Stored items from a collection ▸
┄┄┄┄┄┄┄┄┄┄┄┄┄┄┄┄┄┄┄┄

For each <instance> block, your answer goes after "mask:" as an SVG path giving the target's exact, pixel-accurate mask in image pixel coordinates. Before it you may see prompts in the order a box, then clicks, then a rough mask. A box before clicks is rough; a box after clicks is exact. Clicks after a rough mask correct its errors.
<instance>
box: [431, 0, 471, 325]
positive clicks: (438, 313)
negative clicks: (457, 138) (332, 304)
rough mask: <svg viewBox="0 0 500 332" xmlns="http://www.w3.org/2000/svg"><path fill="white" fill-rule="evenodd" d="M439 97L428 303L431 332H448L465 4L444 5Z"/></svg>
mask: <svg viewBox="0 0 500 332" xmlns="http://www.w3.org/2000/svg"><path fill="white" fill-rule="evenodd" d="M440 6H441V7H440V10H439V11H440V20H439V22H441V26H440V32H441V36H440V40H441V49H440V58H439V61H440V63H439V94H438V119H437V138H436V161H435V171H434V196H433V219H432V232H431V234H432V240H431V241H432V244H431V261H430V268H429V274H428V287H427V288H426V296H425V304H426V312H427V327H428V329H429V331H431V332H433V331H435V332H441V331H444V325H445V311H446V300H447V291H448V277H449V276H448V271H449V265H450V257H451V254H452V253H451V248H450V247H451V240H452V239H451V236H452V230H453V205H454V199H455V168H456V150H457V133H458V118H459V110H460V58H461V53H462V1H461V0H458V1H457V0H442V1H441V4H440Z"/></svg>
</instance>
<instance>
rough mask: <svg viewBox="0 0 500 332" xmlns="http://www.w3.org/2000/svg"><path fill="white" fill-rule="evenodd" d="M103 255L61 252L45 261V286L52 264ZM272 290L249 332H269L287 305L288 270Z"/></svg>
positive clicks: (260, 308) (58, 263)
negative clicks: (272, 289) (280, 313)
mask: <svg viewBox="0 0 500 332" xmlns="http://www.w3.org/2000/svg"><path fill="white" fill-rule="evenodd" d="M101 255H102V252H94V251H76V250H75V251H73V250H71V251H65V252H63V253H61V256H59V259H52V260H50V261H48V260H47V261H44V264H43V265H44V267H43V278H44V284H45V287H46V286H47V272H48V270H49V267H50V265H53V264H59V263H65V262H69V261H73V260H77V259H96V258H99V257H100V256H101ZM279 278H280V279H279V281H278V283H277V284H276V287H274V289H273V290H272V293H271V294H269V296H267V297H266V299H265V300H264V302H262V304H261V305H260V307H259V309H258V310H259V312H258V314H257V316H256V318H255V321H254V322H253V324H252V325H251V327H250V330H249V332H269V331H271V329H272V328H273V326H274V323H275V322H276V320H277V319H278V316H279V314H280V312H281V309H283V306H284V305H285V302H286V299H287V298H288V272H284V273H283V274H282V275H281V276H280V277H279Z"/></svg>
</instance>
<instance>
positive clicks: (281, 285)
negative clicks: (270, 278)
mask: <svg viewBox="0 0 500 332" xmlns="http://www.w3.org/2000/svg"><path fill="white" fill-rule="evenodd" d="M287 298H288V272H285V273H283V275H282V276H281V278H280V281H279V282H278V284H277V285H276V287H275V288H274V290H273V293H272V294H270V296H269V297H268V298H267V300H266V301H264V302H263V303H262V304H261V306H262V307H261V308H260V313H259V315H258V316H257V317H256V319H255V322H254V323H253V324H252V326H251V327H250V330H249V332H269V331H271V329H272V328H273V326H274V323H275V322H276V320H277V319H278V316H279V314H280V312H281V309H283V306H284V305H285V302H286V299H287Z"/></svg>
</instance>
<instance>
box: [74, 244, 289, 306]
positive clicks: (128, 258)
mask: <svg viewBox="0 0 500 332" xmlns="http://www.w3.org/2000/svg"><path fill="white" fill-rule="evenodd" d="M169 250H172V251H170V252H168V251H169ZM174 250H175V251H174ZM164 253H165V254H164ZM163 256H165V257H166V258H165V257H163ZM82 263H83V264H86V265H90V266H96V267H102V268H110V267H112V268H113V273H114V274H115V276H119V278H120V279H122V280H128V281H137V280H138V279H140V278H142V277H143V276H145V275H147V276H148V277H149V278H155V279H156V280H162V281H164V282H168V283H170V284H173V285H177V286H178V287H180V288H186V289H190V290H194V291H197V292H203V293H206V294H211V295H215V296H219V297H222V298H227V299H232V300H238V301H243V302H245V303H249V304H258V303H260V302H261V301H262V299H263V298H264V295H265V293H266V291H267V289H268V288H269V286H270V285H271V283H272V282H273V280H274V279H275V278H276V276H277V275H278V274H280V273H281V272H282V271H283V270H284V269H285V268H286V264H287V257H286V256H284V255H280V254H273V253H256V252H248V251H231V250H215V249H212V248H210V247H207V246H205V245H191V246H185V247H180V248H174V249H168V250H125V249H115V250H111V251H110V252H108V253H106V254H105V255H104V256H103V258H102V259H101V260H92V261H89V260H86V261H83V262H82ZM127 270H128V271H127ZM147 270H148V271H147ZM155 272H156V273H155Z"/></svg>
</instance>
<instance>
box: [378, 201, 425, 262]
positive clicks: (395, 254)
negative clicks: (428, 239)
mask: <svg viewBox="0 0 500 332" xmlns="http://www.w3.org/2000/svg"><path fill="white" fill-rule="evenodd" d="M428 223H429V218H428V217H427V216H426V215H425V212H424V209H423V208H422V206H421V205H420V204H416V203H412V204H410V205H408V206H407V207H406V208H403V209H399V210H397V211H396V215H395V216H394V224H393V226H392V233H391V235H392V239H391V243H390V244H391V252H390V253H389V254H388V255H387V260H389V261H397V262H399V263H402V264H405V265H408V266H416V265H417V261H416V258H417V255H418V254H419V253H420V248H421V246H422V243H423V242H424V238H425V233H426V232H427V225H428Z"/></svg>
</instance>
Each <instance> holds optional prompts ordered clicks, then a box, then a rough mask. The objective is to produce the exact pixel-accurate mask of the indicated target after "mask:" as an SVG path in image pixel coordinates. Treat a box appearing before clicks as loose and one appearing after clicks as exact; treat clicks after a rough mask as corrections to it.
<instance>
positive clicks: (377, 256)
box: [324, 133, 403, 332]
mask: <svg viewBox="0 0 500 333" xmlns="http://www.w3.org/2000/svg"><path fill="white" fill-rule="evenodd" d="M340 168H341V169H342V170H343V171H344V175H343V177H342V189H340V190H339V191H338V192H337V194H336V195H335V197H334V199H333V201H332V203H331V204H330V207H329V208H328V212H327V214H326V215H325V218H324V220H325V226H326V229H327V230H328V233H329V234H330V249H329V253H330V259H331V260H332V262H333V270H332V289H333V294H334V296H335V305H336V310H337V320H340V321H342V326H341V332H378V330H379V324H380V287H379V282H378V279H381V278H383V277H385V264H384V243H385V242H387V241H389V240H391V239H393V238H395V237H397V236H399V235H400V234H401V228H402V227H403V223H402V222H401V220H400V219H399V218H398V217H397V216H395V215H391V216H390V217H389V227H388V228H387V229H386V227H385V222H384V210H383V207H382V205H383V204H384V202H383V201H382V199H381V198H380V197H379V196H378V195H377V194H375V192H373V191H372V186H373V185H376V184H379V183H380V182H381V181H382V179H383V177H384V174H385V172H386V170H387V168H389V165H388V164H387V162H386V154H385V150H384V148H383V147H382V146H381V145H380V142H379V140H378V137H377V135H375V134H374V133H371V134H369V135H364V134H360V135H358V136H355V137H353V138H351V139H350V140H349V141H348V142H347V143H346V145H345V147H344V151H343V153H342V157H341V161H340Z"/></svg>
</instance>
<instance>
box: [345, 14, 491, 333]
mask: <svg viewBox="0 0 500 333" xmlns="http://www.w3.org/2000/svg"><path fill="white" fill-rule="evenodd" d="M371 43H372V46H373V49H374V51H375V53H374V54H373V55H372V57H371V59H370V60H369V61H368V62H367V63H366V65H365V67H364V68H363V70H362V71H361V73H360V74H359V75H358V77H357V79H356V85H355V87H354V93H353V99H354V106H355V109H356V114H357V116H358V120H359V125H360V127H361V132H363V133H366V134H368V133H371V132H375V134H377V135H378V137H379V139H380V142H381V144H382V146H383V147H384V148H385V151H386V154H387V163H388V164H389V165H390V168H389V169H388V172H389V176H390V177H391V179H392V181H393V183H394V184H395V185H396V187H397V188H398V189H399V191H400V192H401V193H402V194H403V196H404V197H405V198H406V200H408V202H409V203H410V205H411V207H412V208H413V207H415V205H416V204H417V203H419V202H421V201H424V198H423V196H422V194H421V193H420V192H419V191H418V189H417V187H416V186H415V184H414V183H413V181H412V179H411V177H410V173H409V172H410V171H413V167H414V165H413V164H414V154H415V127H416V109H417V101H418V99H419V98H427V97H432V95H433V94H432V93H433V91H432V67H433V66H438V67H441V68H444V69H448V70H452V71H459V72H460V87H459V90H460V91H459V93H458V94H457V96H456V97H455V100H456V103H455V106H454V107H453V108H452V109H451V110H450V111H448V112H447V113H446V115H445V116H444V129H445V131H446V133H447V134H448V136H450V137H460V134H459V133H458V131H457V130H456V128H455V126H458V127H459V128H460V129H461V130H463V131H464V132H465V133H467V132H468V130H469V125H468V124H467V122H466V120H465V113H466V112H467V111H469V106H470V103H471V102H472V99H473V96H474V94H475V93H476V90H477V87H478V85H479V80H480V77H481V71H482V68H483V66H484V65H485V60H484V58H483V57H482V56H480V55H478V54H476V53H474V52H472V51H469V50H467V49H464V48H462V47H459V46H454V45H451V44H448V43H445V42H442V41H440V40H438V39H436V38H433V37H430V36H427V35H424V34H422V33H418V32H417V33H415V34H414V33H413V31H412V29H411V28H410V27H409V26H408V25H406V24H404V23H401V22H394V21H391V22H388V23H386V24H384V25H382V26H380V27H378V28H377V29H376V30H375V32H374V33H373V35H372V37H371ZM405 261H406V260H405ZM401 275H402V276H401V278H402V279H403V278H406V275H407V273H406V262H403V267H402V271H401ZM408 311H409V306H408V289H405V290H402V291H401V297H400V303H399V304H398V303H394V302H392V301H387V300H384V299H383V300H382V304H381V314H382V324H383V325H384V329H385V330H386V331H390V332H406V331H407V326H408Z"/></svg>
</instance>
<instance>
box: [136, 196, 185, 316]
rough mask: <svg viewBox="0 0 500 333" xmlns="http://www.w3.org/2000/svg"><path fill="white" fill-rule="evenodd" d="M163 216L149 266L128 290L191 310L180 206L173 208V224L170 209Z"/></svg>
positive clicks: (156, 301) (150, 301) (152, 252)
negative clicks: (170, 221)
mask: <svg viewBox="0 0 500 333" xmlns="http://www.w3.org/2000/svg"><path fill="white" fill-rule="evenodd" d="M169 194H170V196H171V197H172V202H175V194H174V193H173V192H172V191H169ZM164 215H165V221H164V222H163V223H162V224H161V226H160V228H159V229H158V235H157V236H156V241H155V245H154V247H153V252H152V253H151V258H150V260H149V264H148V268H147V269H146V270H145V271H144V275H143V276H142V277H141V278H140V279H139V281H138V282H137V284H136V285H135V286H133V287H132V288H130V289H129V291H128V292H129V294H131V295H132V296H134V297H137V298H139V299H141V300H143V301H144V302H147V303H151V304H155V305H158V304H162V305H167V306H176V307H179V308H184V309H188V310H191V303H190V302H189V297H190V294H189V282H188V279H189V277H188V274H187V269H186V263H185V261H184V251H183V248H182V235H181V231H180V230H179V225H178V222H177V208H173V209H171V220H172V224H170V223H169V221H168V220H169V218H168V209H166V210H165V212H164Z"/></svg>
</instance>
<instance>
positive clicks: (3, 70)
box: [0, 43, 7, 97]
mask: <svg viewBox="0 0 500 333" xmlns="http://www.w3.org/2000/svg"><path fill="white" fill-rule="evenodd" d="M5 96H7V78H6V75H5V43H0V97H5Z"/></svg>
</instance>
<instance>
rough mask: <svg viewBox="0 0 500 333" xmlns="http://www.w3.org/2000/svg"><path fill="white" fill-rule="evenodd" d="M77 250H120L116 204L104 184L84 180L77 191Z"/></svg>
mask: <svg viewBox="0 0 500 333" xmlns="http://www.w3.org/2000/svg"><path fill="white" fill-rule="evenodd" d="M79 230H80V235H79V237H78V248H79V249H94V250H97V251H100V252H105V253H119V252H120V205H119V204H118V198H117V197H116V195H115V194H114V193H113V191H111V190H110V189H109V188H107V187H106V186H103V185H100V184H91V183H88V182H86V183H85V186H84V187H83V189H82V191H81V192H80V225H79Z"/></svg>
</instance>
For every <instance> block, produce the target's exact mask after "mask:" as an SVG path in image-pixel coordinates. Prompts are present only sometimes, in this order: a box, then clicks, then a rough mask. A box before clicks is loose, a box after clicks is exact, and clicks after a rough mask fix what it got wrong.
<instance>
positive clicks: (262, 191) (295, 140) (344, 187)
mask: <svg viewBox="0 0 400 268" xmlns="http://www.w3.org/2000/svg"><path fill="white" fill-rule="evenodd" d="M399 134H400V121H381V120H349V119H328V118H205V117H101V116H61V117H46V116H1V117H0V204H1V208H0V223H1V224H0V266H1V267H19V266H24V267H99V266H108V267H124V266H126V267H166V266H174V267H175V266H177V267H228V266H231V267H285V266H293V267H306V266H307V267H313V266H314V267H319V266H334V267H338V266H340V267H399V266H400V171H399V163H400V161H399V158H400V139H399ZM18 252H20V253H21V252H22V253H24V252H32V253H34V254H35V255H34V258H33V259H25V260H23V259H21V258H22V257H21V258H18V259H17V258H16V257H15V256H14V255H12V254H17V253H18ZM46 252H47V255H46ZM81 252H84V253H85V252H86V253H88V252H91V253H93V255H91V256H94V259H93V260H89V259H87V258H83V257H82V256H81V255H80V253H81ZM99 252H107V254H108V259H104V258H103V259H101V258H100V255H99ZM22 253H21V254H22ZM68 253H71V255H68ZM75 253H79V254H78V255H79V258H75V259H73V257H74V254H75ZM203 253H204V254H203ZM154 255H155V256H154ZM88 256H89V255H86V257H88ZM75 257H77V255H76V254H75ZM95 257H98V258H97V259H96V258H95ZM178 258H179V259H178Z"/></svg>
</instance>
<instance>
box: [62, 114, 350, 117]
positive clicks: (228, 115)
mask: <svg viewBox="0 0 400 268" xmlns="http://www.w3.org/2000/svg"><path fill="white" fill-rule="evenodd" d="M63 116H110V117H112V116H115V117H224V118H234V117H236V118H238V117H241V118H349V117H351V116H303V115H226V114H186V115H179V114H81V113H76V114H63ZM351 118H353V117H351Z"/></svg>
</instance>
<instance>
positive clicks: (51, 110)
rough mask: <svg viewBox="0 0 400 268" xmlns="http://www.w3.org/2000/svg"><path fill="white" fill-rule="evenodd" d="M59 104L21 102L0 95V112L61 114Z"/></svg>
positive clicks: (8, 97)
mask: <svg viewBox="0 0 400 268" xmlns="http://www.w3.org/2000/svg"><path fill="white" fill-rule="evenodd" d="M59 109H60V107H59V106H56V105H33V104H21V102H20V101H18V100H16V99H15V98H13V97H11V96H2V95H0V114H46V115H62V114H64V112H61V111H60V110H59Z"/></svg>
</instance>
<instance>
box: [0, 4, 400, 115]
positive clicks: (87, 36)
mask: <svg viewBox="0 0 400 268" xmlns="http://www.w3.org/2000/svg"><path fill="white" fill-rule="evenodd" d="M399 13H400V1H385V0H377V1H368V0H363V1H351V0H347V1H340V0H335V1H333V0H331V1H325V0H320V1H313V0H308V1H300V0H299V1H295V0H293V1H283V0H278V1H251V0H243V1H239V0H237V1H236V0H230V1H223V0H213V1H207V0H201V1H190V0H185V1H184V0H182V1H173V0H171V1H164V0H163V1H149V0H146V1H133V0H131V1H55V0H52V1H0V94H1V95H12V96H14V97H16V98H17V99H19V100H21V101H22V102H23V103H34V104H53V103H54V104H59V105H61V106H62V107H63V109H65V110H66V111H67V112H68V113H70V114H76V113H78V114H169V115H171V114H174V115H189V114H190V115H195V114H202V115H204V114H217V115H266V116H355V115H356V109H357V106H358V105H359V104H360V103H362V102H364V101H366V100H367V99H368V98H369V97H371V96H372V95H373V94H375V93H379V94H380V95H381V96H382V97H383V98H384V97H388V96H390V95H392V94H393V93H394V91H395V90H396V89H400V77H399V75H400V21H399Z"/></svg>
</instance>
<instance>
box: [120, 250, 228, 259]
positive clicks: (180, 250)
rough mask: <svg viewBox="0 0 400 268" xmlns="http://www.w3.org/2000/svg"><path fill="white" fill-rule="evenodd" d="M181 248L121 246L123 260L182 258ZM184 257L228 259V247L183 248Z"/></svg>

┄┄┄┄┄┄┄┄┄┄┄┄┄┄┄┄┄┄┄┄

Lines holding the string "produce" must be copied out of the entries above.

Each <instance> holds optional prompts ordered clicks, then a box, then a rough mask. The objective is to produce the exact pixel-accurate mask of the indicated target after "mask:" as an SVG path in image pixel coordinates. Treat a box appearing before clicks as loose and one appearing after clicks as exact; treat clicks after a rough mask as corrections to it.
For every <instance> block, produce the target's exact mask after "mask:" as an SVG path in image-pixel coordinates. Prompts are present only sometimes, in this order: a box, then clicks, then a rough mask. A box before clicks is loose, a box after clicks is exact, and clicks after a rough mask fix what it got wrong.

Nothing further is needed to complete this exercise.